Records for the exercise:
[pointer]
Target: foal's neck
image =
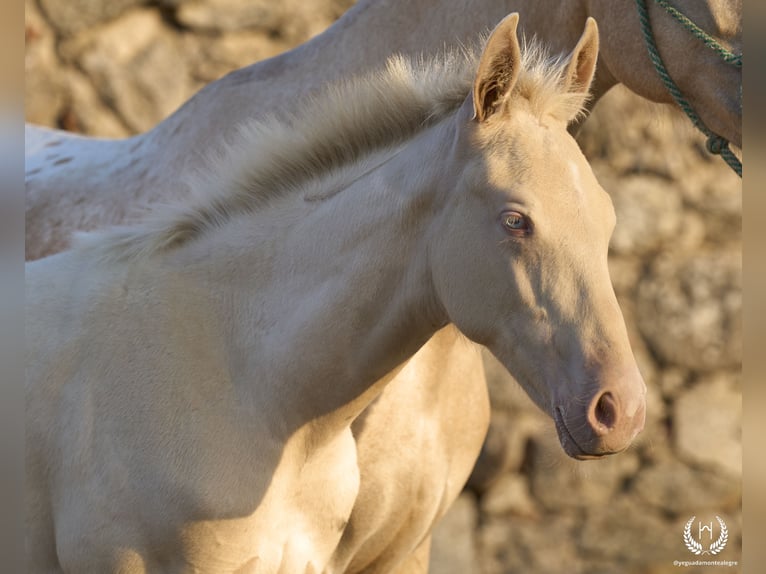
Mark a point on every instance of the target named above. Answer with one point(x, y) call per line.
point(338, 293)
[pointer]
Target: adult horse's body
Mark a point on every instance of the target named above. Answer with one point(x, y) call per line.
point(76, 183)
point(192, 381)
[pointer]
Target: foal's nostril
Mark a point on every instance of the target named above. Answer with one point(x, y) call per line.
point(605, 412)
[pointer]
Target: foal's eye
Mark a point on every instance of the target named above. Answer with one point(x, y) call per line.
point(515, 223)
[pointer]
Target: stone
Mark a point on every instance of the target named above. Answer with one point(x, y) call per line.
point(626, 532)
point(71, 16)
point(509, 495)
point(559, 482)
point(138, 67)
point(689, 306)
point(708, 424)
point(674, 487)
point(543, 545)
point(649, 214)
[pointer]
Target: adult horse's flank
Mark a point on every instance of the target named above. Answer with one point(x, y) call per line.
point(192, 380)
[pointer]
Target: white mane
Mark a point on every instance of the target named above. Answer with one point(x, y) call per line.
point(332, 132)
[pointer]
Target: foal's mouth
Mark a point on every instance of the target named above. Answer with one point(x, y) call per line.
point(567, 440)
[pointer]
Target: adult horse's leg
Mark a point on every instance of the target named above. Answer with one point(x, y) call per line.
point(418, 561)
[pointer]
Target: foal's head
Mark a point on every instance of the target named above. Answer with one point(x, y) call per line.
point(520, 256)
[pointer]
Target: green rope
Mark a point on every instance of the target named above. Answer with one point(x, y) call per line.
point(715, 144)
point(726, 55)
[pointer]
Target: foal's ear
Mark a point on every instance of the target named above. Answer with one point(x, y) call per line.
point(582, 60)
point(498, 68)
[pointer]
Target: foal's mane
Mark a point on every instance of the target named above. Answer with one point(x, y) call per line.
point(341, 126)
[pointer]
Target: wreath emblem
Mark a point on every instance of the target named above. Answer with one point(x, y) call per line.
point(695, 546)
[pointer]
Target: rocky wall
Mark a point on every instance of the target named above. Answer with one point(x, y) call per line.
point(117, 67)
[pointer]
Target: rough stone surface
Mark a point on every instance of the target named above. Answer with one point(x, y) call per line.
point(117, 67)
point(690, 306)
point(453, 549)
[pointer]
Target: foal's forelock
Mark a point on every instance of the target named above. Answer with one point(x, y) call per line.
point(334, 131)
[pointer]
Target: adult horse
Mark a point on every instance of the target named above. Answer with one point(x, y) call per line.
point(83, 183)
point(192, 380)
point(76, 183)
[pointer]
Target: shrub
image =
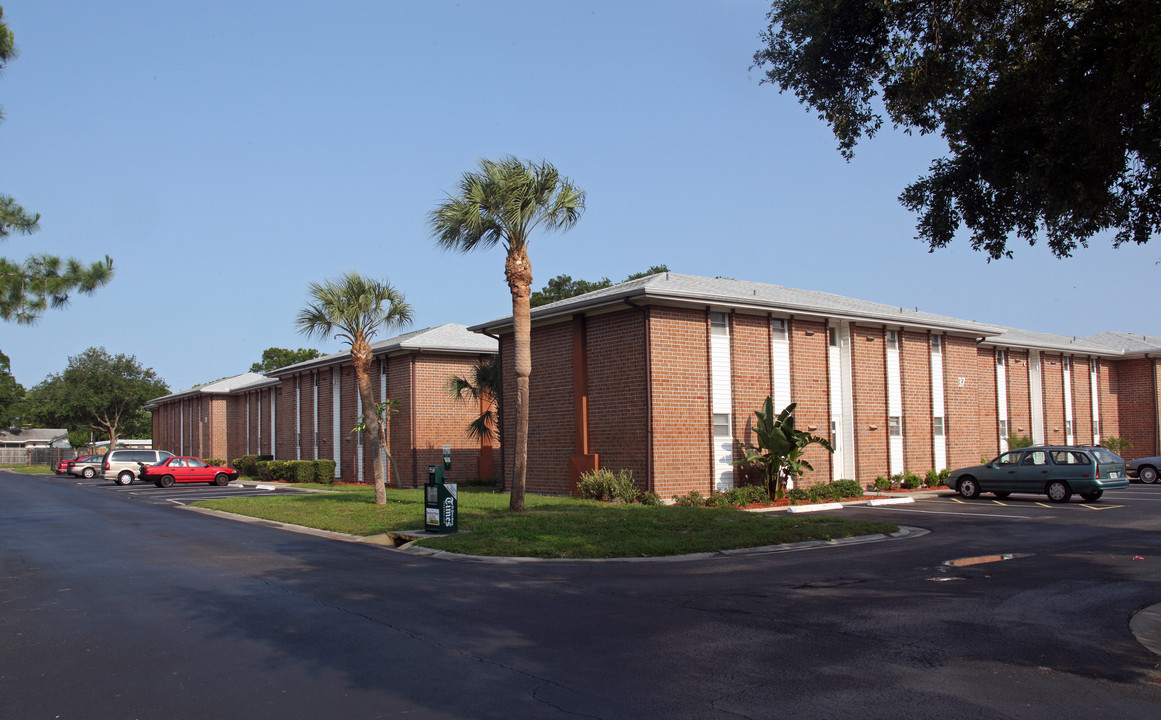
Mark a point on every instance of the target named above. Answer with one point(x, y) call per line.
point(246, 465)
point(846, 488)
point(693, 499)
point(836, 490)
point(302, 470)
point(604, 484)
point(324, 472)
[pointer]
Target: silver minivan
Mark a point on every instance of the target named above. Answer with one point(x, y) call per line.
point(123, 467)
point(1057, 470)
--
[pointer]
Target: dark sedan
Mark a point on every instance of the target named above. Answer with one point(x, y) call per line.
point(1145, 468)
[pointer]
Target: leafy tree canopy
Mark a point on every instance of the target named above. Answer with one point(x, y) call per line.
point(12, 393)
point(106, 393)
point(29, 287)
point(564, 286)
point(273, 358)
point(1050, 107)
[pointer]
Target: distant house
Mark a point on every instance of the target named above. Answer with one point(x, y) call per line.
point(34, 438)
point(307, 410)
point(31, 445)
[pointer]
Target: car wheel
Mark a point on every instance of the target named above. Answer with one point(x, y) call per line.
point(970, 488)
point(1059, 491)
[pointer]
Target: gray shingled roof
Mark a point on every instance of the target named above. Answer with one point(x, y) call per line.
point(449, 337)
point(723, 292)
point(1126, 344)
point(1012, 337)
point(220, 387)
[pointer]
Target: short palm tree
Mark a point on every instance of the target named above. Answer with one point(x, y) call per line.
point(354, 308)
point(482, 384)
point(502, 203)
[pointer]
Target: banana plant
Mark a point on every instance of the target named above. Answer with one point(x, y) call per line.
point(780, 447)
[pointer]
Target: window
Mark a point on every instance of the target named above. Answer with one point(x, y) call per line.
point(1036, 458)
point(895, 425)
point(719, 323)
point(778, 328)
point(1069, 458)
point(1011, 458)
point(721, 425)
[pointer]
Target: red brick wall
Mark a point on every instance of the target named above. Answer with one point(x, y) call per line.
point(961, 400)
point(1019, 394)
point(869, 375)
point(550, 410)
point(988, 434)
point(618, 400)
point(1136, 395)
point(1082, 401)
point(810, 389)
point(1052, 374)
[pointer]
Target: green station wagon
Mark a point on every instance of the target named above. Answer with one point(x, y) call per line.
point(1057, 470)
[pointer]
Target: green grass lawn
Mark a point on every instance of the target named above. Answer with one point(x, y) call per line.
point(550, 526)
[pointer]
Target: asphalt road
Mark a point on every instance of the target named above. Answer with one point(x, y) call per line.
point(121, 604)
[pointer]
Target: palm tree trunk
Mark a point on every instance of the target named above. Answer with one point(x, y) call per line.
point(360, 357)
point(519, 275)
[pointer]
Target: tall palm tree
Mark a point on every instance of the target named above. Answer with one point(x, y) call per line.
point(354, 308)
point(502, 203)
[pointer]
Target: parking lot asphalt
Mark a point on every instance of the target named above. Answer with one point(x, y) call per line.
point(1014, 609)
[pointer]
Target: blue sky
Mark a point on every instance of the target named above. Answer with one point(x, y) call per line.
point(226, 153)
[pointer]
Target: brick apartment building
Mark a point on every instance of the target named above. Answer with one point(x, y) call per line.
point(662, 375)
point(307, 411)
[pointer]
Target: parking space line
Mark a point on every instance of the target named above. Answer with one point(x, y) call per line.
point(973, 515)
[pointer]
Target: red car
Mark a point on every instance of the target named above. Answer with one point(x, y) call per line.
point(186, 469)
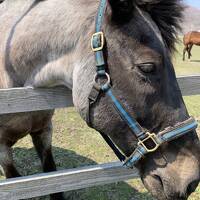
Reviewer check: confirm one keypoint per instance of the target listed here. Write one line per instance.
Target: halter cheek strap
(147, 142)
...
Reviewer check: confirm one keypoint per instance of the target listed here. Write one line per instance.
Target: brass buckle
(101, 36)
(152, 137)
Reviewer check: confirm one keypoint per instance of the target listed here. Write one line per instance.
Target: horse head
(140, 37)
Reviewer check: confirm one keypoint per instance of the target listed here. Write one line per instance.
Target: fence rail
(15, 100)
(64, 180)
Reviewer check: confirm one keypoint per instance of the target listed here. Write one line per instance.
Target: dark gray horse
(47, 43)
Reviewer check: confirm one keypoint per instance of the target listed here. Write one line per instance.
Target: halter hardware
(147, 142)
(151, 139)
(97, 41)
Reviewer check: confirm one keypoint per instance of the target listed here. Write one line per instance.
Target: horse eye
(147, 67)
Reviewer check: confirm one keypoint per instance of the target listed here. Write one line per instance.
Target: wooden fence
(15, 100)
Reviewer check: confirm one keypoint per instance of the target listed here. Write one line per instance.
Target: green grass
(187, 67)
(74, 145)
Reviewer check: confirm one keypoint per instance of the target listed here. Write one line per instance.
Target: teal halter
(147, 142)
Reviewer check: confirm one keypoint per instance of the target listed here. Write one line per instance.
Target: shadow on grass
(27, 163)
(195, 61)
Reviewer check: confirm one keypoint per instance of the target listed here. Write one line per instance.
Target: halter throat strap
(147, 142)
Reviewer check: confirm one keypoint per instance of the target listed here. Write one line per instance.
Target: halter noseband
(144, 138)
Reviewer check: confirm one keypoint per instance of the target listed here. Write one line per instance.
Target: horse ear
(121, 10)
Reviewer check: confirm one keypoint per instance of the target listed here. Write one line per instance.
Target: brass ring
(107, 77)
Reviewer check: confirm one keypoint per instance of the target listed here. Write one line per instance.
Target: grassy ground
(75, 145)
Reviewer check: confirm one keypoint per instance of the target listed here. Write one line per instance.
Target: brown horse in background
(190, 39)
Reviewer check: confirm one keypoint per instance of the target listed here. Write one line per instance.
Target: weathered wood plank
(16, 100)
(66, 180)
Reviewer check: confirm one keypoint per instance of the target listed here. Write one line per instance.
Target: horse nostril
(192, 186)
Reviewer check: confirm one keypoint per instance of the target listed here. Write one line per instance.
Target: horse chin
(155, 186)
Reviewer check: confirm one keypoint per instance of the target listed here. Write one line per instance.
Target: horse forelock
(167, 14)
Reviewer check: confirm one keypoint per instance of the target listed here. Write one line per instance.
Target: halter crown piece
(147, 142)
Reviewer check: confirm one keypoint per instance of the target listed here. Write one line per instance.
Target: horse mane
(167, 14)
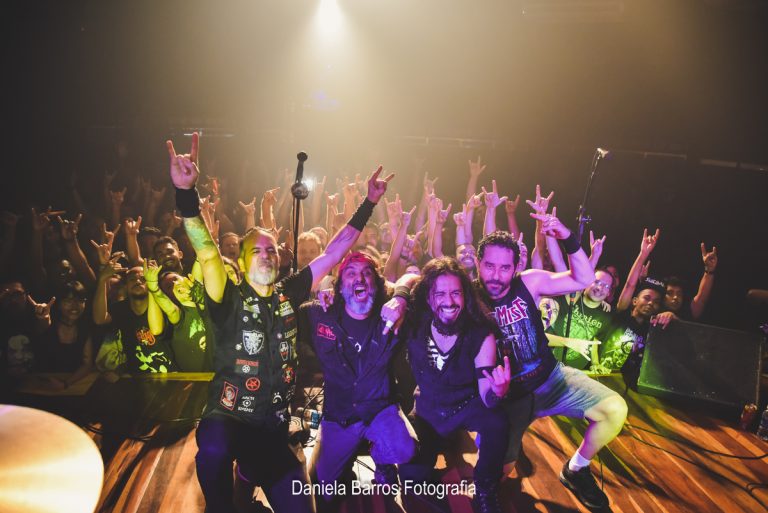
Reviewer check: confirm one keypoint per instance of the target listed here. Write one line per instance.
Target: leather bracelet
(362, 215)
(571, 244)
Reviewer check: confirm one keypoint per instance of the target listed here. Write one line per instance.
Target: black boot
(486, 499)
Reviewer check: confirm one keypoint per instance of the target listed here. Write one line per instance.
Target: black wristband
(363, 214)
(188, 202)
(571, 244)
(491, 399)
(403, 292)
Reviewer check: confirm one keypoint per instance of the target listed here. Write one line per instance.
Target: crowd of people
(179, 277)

Your goal: Search the entries above for the word "adult", and copy every line where it occurs.

Answer for the task:
Target: adult horse's body
Target: adult horse's flank
Target: adult horse's leg
Target: adult horse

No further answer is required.